Render this sentence from the statistics homework below into Spanish: "In the absence of additional information, it is impossible to tell which method will yield the smallest test RSS."
[Opening Reading passage section]
Homework 3 for STATS216 by Bruno Pen Wu

Question 1

a) Best subset selection has the smallest training RSS. Best subset selection is guaranteed to find the model with the lowest training RSS (best fit) since it will go through every possible subset of predictors. While the other two methods do not iterate through every subset of predictors and might miss the model with the lowest training RSS.

b) In the absence of additional information, it is impossible to tell which method will yield the smallest test RSS. While the best subset selection is guaranteed to find the model with the lowest training RSS, this might return a model that overfits the data and thus result in a higher test RSS. Also, the other methods might select a model with lower test RSS just by chance if the test data happen to fit them better.

i. True.

ii. True.

iii. False. Forward and backwards selection might identify a different set of variables at different steps of the process, even at the same $ k $-variable model, the two selection processes might contain different variables.
[Closing Reading passage section]
[Opening Listed entries section]
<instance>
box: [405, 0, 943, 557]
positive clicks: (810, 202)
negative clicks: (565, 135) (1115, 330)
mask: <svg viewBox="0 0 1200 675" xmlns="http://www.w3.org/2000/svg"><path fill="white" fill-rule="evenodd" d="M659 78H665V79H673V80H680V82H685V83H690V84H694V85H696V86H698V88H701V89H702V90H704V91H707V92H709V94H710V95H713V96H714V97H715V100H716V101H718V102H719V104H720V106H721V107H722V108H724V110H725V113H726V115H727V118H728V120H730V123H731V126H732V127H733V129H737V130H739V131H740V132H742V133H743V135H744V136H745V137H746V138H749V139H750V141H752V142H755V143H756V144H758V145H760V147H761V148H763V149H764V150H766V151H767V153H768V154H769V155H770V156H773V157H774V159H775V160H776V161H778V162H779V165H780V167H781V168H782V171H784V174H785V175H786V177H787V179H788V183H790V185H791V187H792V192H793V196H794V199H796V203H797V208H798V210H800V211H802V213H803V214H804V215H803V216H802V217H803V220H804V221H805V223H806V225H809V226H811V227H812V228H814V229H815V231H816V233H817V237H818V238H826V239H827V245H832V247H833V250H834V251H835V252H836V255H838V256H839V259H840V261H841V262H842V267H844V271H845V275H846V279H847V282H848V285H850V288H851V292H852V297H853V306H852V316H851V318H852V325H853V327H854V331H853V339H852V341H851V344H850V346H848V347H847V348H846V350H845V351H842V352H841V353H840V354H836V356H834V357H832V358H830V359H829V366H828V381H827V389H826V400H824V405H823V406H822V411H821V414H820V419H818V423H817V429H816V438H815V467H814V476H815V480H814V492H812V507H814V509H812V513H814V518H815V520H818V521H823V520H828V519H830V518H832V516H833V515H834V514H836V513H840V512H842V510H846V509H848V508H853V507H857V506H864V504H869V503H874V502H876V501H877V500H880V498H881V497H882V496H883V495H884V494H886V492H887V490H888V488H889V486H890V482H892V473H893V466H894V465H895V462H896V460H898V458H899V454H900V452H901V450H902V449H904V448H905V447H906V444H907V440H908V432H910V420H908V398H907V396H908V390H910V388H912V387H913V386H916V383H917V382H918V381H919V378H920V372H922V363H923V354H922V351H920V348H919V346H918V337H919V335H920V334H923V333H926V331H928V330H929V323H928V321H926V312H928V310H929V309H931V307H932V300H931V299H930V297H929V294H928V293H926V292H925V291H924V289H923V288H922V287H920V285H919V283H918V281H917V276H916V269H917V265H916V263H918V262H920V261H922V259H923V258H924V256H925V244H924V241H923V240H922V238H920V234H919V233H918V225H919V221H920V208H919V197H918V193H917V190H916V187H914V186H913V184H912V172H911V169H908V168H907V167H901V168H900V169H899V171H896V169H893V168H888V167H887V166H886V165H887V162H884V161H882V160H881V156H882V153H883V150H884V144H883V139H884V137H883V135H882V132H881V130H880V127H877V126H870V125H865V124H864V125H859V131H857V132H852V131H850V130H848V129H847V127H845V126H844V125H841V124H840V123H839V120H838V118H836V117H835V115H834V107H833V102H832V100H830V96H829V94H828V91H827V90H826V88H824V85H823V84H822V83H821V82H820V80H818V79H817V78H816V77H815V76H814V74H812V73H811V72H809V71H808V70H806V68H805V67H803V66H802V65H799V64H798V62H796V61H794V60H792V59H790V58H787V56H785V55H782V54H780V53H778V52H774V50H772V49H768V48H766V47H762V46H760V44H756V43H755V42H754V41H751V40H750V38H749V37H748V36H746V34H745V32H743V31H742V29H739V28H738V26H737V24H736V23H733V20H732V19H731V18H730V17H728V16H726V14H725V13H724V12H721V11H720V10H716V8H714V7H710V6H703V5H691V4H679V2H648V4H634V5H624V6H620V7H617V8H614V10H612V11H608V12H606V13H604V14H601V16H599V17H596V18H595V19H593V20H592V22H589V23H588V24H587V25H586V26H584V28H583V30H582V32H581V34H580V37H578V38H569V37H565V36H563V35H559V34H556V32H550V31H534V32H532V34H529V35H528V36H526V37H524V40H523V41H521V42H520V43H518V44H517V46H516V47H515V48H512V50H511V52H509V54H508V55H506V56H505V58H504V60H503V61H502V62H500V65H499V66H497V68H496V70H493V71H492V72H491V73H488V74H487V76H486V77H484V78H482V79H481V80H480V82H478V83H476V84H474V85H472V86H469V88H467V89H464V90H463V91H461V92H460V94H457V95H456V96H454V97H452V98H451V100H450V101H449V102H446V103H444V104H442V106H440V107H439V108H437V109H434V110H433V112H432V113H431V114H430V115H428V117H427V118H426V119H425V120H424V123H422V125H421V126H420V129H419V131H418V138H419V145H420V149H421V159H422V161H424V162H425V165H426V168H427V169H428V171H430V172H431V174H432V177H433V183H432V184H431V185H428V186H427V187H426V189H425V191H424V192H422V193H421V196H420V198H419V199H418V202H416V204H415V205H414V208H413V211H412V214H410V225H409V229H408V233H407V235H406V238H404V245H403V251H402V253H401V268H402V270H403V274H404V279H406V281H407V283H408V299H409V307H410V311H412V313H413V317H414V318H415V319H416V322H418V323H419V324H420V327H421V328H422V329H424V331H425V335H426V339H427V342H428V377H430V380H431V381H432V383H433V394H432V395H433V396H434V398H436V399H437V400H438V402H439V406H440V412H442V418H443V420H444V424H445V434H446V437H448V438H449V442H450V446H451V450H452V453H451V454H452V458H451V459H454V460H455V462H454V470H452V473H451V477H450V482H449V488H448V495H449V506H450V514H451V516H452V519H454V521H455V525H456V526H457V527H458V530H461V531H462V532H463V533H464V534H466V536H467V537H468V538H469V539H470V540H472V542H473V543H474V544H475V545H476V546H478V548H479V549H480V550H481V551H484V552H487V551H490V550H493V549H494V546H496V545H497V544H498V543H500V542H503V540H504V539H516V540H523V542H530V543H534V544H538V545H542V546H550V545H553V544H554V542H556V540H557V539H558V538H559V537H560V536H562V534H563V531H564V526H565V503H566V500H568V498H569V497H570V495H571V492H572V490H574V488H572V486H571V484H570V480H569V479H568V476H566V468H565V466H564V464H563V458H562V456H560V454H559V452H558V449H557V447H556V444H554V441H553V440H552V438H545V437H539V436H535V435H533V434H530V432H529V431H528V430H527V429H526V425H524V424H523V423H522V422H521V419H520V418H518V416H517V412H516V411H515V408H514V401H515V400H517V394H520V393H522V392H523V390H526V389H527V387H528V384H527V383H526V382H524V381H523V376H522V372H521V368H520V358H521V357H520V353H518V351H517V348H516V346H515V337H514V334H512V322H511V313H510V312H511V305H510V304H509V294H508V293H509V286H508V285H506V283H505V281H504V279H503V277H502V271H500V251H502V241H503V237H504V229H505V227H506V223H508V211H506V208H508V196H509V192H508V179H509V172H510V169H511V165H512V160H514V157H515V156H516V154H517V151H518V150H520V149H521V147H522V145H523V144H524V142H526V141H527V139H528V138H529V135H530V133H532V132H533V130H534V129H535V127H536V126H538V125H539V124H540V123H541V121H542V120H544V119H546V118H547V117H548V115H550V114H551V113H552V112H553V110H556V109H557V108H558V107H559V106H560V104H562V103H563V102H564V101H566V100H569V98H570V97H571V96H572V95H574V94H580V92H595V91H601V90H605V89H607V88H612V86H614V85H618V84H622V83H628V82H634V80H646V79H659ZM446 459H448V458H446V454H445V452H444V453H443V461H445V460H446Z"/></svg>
[Closing Listed entries section]
**Task response**
En ausencia de información adicional, es imposible saber qué método producirá el menor RSS de prueba.